:: PROBLEM SET ::
1. In the excerpt on cross-layer reliability and partial reconfiguration, which three metrics express the QoS requirements of an embedded system?
2. Using the excerpt on cross-layer reliability and partial reconfiguration, explain why many approaches assume homogeneous PRRs and when that assumption becomes a problem.

:: DOCUMENT EXCERPT ::
──────────────────────────────
The rest of the paper is organized as follows. In Section II we provide a background of CLR and DPR and briefly survey related work. We describe the system model and estimation methods for the QoS metrics in Section III. The proposed methodology for DPR-based system design is explained in Section IV. In Section V we discuss the results of the evaluation of the proposed methodology. We conclude the paper in Section VI with a brief summary and discussions on the scope for related future work.

### II. BACKGROUND AND RELATED WORK

For all intents and purposes in the current article, we express the QoS requirements of an embedded systems in terms of (1) functional reliability – the probability of correctness in computation results, (2) average makespan – the average time taken for execution of an application and (3) system lifetime – the expected duration of predictable fail-free system operation. Additional metrics, such as power and energy, can be easily integrated into our methodology.

### A. Cross-layer Reliability

In contrast to the single-layer phenomenon-based design approach, the cross-layer approach provides a more application-specific and cost-efficient method for QoS-aware system design. As discussed in [6], implementing separate fault tolerance stages at different layers can result in reduced power and area overheads. Further, distributing fault tolerance tasks to higher layers enable the designer to take advantage of the masking effects of more layers [7]. For reconfigurable systems, CLR-based runtime adaptation approaches were proposed in [8, 9]. While in [9], the authors propose a methodology to adapt to changes in the operating environment by switching between spatial and temporal redundancy-based methods, in [8] a reactive approach to detect and mitigate the effect of SEUs is proposed.

### B. Dynamic Partial Reconfiguration

DPR offers a method for mitigating permanent faults [5, 10, 11]. Most of the proposed approaches for reliability improvement focus on increasing system lifetime by pro-actively reducing the stress on PRRs by both design-time and runtime methods. In [11], a cross-layer aging-aware placement method for accelerators in FPGA-based runtime reconfigurable architectures is proposed. The described methodology involves module diversification, as proposed in [10], during synthesis and stress-aware placement at runtime to reduce wear-out. Similarly, in [5], the authors use scheduling and system partitioning to improve system lifetime by wear-leveling and providing more redundancy to PRMs that induce faster aging.

Most of the state-of-the-art CLR techniques overlook the application-specific QoS requirements [12–14]. Further, most research works for CLR implementation in FPGA-based systems do not consider multiple QoS metrics and only focus on runtime adaptation. Similarly, the majority of the proactive approaches to system partitioning of DPR-based systems assume homogeneous PRRs. Such an assumption simplifies the PRM to PRR mapping and reduces the complexity of designing application-specific reliability. However, as shown in [5], if the PRMs have a large variation in their resource requirements, this approach can lead to degradation in results. Further, the effect of transient errors on the application and the corresponding effects of using different fault mitigation methods on system lifetime have not been investigated in related research.

### III. SYSTEM MODEL

# A. Architecture model

We use a PR-HMPSoC architecture [15] architecture model similar to that used in related works [5, 16].
──────────────────────────────
Entries from a point annotation set:
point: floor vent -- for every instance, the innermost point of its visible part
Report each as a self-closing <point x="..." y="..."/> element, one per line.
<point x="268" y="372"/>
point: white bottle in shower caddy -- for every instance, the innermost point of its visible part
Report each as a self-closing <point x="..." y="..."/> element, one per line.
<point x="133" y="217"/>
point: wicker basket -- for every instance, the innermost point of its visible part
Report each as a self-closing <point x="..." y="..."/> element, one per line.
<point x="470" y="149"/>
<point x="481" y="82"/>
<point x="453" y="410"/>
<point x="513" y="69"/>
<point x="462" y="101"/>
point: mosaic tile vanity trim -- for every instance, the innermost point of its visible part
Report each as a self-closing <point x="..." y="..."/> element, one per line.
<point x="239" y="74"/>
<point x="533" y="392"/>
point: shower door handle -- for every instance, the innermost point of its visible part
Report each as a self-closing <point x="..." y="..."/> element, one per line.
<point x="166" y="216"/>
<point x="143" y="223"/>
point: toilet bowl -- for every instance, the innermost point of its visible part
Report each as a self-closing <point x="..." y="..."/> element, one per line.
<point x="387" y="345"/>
──────────────────────────────
:: OUTPUTS ::
1. Functional reliability, average makespan, and system lifetime.

2. Assuming homogeneous PRRs simplifies the mapping of PRMs to PRRs and reduces the complexity of designing application-specific reliability. However, when the PRMs vary widely in their resource requirements, this approach can degrade results.